Directions for this task: Every entry that follows needs to be repeated exactly.

Material to process:
_ _ _ _ _
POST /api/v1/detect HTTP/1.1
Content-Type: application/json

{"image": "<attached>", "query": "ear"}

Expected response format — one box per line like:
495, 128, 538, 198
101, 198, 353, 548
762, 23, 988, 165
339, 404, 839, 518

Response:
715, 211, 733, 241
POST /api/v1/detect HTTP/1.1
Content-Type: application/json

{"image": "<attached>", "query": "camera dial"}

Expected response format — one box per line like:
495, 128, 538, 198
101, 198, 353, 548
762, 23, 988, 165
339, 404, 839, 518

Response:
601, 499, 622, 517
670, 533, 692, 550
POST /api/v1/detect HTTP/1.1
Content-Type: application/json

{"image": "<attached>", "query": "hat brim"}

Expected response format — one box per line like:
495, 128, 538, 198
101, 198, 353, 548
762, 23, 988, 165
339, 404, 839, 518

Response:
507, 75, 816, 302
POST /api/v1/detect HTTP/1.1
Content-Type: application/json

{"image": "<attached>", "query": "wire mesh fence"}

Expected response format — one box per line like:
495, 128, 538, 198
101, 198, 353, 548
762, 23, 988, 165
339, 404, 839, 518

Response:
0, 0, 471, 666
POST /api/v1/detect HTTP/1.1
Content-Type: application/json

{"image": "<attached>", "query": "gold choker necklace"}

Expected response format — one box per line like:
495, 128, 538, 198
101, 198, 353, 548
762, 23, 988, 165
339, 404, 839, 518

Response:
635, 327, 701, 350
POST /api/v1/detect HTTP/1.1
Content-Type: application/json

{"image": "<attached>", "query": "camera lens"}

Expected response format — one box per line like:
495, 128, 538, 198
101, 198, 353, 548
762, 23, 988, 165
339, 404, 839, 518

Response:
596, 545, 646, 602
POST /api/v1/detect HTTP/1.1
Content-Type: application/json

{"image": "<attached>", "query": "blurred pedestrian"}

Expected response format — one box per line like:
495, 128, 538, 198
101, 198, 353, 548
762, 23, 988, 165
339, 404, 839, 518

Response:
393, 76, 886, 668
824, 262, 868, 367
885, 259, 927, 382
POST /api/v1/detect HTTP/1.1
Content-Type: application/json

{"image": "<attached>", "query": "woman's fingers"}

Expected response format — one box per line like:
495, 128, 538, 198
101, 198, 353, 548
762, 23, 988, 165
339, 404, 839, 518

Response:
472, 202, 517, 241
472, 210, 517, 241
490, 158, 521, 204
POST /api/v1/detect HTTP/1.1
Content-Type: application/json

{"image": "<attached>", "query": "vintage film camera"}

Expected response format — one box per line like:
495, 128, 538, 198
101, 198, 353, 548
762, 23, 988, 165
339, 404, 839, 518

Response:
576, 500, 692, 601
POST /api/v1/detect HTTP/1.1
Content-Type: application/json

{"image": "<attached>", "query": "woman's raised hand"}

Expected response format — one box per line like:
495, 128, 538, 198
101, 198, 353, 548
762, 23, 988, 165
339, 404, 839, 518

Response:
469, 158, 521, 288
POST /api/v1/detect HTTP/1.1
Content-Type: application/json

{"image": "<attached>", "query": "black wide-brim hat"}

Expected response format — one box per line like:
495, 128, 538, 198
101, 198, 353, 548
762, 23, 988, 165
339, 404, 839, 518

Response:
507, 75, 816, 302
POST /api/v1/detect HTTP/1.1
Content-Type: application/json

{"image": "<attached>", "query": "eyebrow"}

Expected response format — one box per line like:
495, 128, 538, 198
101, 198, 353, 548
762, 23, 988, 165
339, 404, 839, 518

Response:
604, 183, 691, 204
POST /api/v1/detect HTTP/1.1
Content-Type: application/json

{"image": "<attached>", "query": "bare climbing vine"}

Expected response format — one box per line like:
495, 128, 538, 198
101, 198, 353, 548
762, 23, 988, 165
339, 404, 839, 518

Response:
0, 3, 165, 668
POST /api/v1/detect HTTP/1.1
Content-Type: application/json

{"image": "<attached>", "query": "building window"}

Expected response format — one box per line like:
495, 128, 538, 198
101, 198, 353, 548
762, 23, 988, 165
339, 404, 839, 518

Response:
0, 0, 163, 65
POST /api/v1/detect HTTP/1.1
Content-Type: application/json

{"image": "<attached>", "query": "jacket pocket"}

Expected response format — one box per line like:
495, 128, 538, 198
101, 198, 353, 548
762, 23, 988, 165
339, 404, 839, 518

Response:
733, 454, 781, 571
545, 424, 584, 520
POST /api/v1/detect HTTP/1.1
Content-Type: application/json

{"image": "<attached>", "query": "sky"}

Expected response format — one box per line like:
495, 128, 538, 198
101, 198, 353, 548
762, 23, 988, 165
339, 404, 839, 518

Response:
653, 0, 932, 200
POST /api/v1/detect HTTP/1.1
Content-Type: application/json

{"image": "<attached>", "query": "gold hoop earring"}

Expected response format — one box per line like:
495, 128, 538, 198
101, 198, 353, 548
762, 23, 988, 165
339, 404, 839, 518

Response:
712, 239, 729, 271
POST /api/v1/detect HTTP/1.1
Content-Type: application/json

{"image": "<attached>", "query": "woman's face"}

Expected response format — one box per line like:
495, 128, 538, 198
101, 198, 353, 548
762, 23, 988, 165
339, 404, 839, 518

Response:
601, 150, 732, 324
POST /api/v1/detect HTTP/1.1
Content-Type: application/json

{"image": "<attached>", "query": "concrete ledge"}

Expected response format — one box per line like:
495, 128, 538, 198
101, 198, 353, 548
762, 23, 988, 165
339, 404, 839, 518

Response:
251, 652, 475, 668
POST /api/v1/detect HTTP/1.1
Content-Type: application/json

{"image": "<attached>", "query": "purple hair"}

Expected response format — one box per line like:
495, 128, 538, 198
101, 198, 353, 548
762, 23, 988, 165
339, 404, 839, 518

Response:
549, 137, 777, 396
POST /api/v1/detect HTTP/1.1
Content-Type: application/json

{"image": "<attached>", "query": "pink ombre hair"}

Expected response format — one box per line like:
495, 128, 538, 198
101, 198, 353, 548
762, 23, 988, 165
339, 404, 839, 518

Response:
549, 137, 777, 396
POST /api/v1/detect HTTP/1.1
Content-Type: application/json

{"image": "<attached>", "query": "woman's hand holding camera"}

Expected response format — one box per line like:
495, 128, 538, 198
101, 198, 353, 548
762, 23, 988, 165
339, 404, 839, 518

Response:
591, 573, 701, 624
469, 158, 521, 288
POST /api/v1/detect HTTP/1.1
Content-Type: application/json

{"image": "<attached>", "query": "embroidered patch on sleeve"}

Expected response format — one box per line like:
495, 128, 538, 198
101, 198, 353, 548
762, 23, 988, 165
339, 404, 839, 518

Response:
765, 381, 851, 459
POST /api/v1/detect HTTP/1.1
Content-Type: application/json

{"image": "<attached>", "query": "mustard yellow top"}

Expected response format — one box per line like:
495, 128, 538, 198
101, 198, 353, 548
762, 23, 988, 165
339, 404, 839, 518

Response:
_ _ _ _ _
Right answer:
POST /api/v1/detect HTTP/1.1
Content-Type: application/json

{"image": "<attached>", "query": "ear"}

Expected response format — one box per line like:
495, 128, 538, 198
101, 198, 353, 548
762, 23, 988, 165
339, 404, 839, 518

Response:
715, 211, 733, 241
POST /api/v1/detect HTTP/1.1
Content-Type: application/json

{"image": "<attached>", "query": "camera dial"}

Expected response format — one box per line like:
495, 128, 538, 198
101, 198, 353, 548
762, 23, 988, 165
339, 404, 839, 518

Response:
601, 499, 622, 517
670, 533, 692, 550
POST /api/v1/detect HTTP/1.1
Content-Type: application/json

{"image": "<attached>", "query": "hat brim"}

Expected response format — one box per line like:
495, 128, 538, 198
101, 198, 353, 548
762, 23, 988, 165
339, 404, 839, 518

Response:
507, 75, 816, 302
POST /api/v1/detect HTTP/1.1
Content-Type: application/json

{"image": "<attached>", "query": "wire mesh fence"}

Expected response format — one box per line like:
495, 128, 538, 198
101, 198, 353, 548
762, 23, 988, 165
339, 404, 839, 518

Response:
0, 0, 471, 666
POST /api/v1/detect HTTP/1.1
Content-Type: application/json

{"image": "<attached>", "query": "gold choker necklace"}

Expected response format — one box per line like:
495, 128, 538, 198
101, 198, 353, 548
762, 23, 988, 165
339, 404, 839, 518

Response:
635, 327, 701, 350
POST /api/v1/detect HTTP/1.1
Content-Type: application/json

{"image": "<attached>", "query": "camera lens"}

Expected response format — one box per line like:
495, 128, 538, 198
101, 198, 353, 548
762, 23, 988, 165
339, 404, 839, 518

Response:
596, 545, 646, 602
POST /api/v1/detect HTTP/1.1
Content-Type: application/json

{"image": "<attached>", "query": "blurred pedestrian"}

Expected response format — one box per line like:
495, 128, 538, 198
101, 198, 353, 548
762, 23, 988, 165
339, 404, 839, 518

Response:
393, 76, 886, 668
824, 262, 868, 367
885, 259, 927, 382
POST /api/v1/detect HTTP/1.1
Content-Type: application/json

{"image": "<attached>", "query": "woman's fingers"}

Expected response format — one box per line like:
495, 128, 538, 198
101, 198, 353, 548
762, 23, 988, 165
339, 404, 839, 518

Response:
472, 202, 517, 241
472, 210, 517, 241
490, 158, 521, 204
POST /api/v1/detect HTTP/1.1
Content-Type: application/json

{"image": "<attached>", "query": "vintage film camera"}

Expected response format — one box per line like:
495, 128, 538, 198
101, 198, 353, 548
762, 23, 988, 165
339, 404, 839, 518

Response:
576, 500, 692, 601
POST /api/v1/detect HTTP/1.1
Content-Type: application/json

{"image": "<attached>", "query": "woman's raised hand"}

Expected response format — one box per line like:
495, 128, 538, 198
101, 198, 353, 548
762, 23, 988, 165
339, 404, 839, 518

Response:
469, 158, 521, 288
POST /api/v1/detect HTTP/1.1
Content-Type: application/json

{"image": "<attached>", "query": "black wide-brim hat"}

Expected response format — one box per line like:
495, 128, 538, 198
101, 198, 353, 548
762, 23, 988, 165
339, 404, 839, 518

Response:
507, 75, 816, 302
POST /api/v1/detect HTTP/1.1
Content-Type: application/json

{"image": "<attached>", "query": "eyebrow"}

Expected response format — one box per line like:
495, 128, 538, 198
101, 198, 353, 548
762, 23, 988, 165
339, 404, 839, 518

Response:
604, 183, 691, 204
POST /api/v1/detect HTTP/1.1
Content-Type: application/json

{"image": "<attached>", "query": "bare climbing vine"}

Expected response format — one box per line like:
495, 128, 538, 198
101, 198, 353, 548
762, 23, 988, 165
339, 404, 839, 518

Response:
0, 3, 165, 668
POST /api/v1/detect HTTP/1.1
Content-Type: application/json

{"image": "<attached>", "query": "building window"}

Expected response format — one box per line like:
495, 128, 538, 198
101, 198, 353, 548
762, 23, 988, 165
339, 404, 839, 518

Response:
0, 0, 163, 65
POST /api/v1/detect HTTP/1.1
Content-Type: application/json

{"image": "<attached>", "query": "jacket pocket"}

Expected response format — one box per line like:
495, 128, 538, 198
101, 198, 353, 548
762, 23, 988, 165
339, 404, 839, 518

Response:
733, 454, 781, 571
545, 424, 584, 520
POST /api/v1/detect HTTP/1.1
Content-Type: application/json

{"image": "<attached>", "query": "sky"}

Expected response format — one box per line like:
495, 128, 538, 198
101, 198, 353, 548
762, 23, 988, 165
339, 404, 839, 518

Response:
653, 0, 932, 200
POST /api/v1/detect HTTP/1.1
Content-Type: application/json

{"image": "<attached>", "query": "gold hoop earring"}

Expected response format — one box per line like:
495, 128, 538, 198
101, 198, 353, 548
762, 23, 988, 165
339, 404, 839, 518

Response:
712, 239, 729, 271
POST /api/v1/detect HTTP/1.1
Content-Type: application/json

{"image": "<attached>", "query": "woman's face"}

Expected response format — one box per line like:
495, 128, 538, 198
101, 198, 353, 548
762, 23, 988, 165
339, 404, 839, 518

Response:
601, 150, 732, 324
POST /api/v1/detect HTTP/1.1
Content-Type: application/json

{"image": "<attached>", "query": "concrete ledge"}

Expected response format — one box per line like:
495, 128, 538, 198
101, 198, 353, 548
762, 23, 988, 165
339, 404, 839, 518

Response:
251, 652, 475, 668
POST /api/v1/detect HTTP/1.1
Content-Type: application/json

{"image": "<attached>", "query": "purple hair"}

Expected response format — one box per line like:
495, 128, 538, 198
101, 198, 353, 548
762, 23, 988, 165
339, 404, 839, 518

Response:
549, 137, 777, 396
POST /api/v1/detect HTTP/1.1
Content-Type: application/json

{"image": "<attached>", "query": "pink ombre hair"}

Expected response format — one box per line like:
495, 128, 538, 198
101, 198, 353, 548
762, 23, 988, 165
339, 404, 839, 518

Response:
549, 137, 777, 396
POST /api/v1/detect HTTP/1.1
Content-Type: application/json

{"image": "<attached>", "query": "woman's hand holding camera"}

Expected response format — one box per line like:
495, 128, 538, 198
101, 198, 353, 548
762, 23, 988, 165
339, 404, 839, 518

Response:
591, 573, 701, 624
469, 158, 521, 288
POST /api/v1/detect HTTP/1.1
Content-Type: application/json

{"image": "<attached>", "query": "embroidered patch on sleeve"}

Expected response format — one box per line like:
495, 128, 538, 198
101, 198, 353, 548
762, 23, 988, 165
339, 404, 839, 518

Response:
765, 381, 851, 459
POST /api/v1/detect HTTP/1.1
Content-Type: application/json

{"image": "<attached>", "query": "mustard yellow top"}

Expected response format — one box per line like:
495, 128, 538, 198
101, 198, 353, 548
762, 23, 988, 165
339, 404, 839, 518

Response:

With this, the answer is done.